## TEXT SECTION
-- -- --

Even applying the "mixed motive" framework to plaintiff's ADEA claim, she fails to meet its burden. In a "mixed-motive" case, a plaintiff has to first establish that age was a motivating factor for the employer's actions. Gross v. FBL Fin. Servs., Inc., 557 U.S. 167, 129 S.Ct. 2343, 2347 (2009). The evidence on record, however, is devoid of such a fact. All that such evidence establishes is that, since plaintiff's hiring in 2008, her job performance had been closely monitored and constantly evaluated, yet nothing in that evidence serves to indicate that this conduct by defendant's supervisors was at all motivated by her age. To so conclude, as plaintiff so haphazardly and hastily does, would require us to engage in sheer speculation and would constitute an improvident adoption of her own conclusory allegations. Suffice it to say that the main allegation originally included in the complaint which motivated the Court to deny defendant's motion for judgment on the pleadings - that "[p]atients also complained about other younger physicians under Reyes' supervision but these physicians were not reprimanded and/or placed in Performance Improvement Plans" (Complaint, p. 5, ¶ 24) - has fizzled from the summary judgment record. Although plaintiff has now claimed in her SUMF that she was "treated differently than Dr. Ducodray," her age is unknown to us. Indeed, the only evidence as to age that remains in the summary judgment record is that plaintiff was over the protected age, but so was one of her supervisors (Zayas) and the other (Reyes) was about to reach that age also. On the record, there is simply no basis to infer that any of the adverse acts attributed by plaintiff to her employer were motivated by age animus. Without such evidence, her ADEA core claim fails as a matter of law.

As for plaintiff's retaliation claim under the ADEA, she must first establish a prima facie case that covers three elements: (1) that she engaged in protected activity; (2) that she suffered a materially adverse employment action, causing "harm, either inside or outside of the workplace;" and (3) the adverse action was causally connected to the protected activity. Gómez-Pérez v. Potter, 452 Fed. Appx. 3, 4 (1st Cir. 2011) (quoting Mariani-Colón v. Dep't of Homeland Sec. ex rel. Chertoff, 511 F.3d 216, 223 (1st Cir. 2007)). Plaintiff clearly engaged in protected activity when she filed her age discrimination complaint with the EEOC on October 13, 2009. What she has utterly failed to establish is that, as a result of said filing, she suffered a materially adverse employment action.

-- -- --

## GIVEN DATA
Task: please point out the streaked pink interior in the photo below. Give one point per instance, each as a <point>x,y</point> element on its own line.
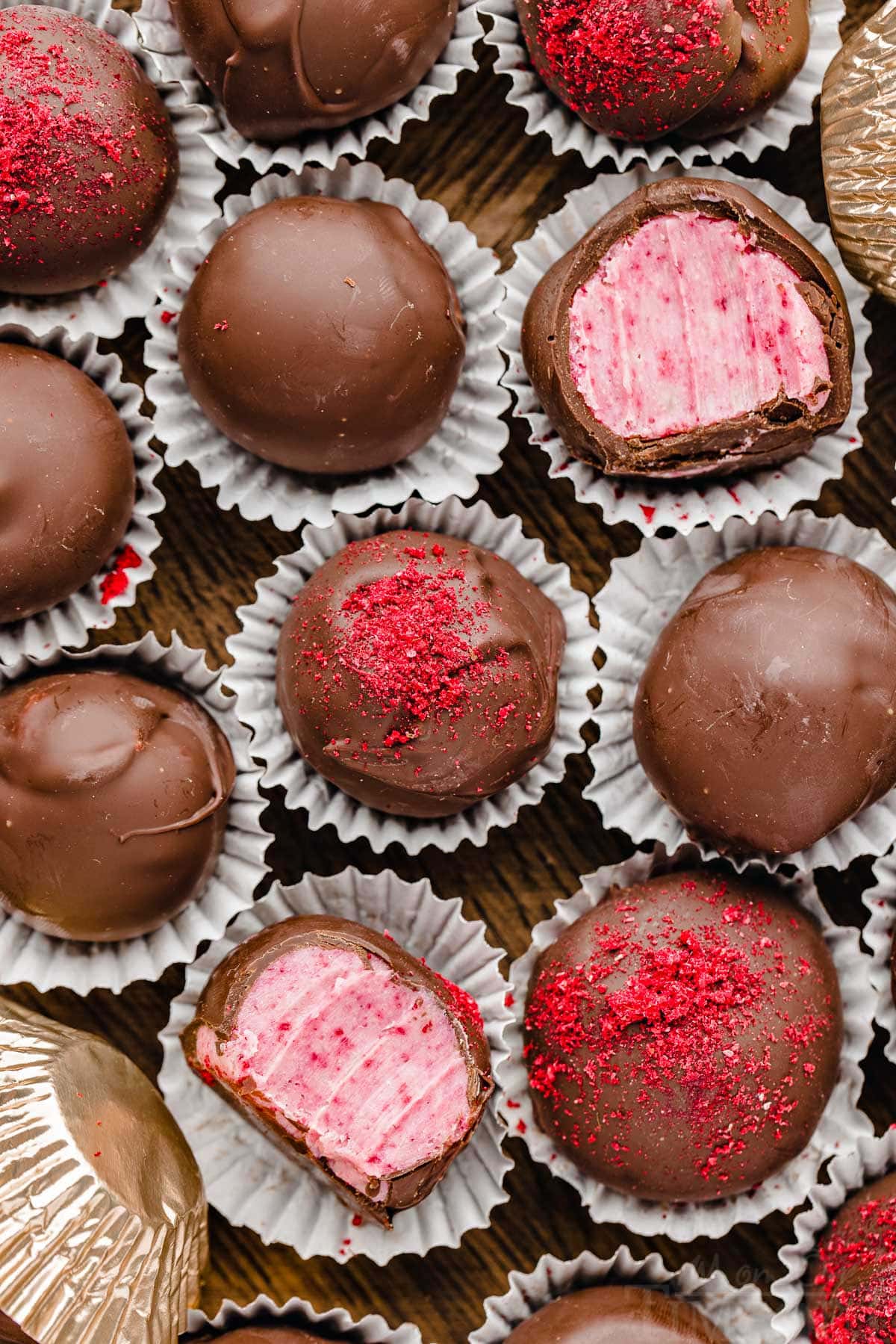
<point>688,323</point>
<point>366,1069</point>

-- -- --

## WHAT THIS EXERCISE ASKS
• A. Please explain in one to three sentences why, according to the opinion excerpt, the plaintiff's core ADEA claim fails.
• B. In the opinion excerpt, on what date did the plaintiff file her age discrimination complaint with the EEOC?

## PER-TASK OUTPUTS
• A. The record gives no basis to infer that age motivated any of the adverse acts she attributes to her employer. The evidence shows only that her performance was closely monitored and evaluated, not that this was age-driven. Her earlier allegation that younger physicians were not reprimanded has also disappeared from the summary judgment record.

• B. October 13, 2009.